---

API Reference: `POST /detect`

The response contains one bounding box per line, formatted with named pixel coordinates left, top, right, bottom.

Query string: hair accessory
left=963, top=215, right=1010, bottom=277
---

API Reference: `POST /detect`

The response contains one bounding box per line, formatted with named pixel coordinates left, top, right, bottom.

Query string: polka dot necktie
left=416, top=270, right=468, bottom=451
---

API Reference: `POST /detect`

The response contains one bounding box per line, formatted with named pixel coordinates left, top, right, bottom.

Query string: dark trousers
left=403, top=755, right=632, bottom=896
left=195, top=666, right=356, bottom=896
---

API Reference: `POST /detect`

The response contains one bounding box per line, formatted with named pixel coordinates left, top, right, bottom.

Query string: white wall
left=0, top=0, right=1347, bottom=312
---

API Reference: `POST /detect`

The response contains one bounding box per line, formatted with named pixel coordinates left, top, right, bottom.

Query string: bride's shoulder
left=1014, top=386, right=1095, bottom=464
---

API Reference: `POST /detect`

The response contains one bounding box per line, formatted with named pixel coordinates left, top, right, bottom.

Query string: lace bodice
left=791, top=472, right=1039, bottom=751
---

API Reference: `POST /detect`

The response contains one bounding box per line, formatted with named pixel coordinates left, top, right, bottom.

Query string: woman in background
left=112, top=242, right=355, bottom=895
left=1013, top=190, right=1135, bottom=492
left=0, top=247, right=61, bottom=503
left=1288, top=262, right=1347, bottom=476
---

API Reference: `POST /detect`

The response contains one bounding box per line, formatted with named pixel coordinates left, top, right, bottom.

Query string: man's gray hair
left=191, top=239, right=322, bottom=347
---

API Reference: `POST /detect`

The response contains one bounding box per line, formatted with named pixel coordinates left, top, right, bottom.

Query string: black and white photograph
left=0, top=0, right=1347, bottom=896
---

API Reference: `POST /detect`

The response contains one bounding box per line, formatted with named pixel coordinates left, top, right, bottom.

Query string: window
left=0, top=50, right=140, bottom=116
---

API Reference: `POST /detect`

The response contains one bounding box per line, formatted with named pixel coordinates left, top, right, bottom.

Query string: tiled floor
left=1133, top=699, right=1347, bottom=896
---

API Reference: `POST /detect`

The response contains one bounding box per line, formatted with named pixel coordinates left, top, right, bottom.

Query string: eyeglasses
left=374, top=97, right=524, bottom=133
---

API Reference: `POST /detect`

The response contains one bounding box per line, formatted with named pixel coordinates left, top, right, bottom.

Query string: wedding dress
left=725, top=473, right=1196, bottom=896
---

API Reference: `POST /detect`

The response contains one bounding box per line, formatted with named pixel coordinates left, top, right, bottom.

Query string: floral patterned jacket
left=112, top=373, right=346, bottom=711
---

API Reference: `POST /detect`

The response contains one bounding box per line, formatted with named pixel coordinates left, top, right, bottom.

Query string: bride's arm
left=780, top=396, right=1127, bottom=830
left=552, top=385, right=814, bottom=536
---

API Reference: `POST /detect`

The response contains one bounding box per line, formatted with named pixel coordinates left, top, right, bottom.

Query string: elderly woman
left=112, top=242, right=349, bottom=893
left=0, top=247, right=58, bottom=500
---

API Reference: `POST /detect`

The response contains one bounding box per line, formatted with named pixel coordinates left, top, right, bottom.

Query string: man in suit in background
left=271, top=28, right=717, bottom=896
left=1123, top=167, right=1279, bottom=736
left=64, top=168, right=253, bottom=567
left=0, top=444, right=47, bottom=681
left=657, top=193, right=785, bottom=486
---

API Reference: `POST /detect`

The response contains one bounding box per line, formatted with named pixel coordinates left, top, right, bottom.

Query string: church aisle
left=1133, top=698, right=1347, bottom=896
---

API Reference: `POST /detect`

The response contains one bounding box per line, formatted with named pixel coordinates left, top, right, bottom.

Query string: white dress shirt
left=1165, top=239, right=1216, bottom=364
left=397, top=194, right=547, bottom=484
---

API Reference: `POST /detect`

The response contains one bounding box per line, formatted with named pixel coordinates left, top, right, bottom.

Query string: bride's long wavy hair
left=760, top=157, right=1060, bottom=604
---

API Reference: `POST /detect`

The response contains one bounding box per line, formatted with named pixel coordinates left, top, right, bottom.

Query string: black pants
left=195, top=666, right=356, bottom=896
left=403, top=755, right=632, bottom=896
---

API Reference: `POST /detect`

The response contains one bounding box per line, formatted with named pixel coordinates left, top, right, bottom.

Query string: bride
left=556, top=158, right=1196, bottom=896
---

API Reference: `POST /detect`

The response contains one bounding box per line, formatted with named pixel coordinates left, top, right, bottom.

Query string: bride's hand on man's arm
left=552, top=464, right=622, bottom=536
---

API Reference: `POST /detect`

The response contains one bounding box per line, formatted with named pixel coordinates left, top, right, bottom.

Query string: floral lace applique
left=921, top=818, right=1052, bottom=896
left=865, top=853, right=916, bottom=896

==============================

● Problem details:
Please offset every coordinate in the answers by 55 while copying out the data above, covering the stretch from its very start through the line containing "left=963, top=215, right=1010, bottom=277" and keeping everything else unchanged.

● Result of the exercise:
---

API Reference: `POST /detect`

The response contains one bounding box per line, formatted with named pixel coordinates left, top, right, bottom.

Query string: hair accessory
left=1018, top=270, right=1065, bottom=332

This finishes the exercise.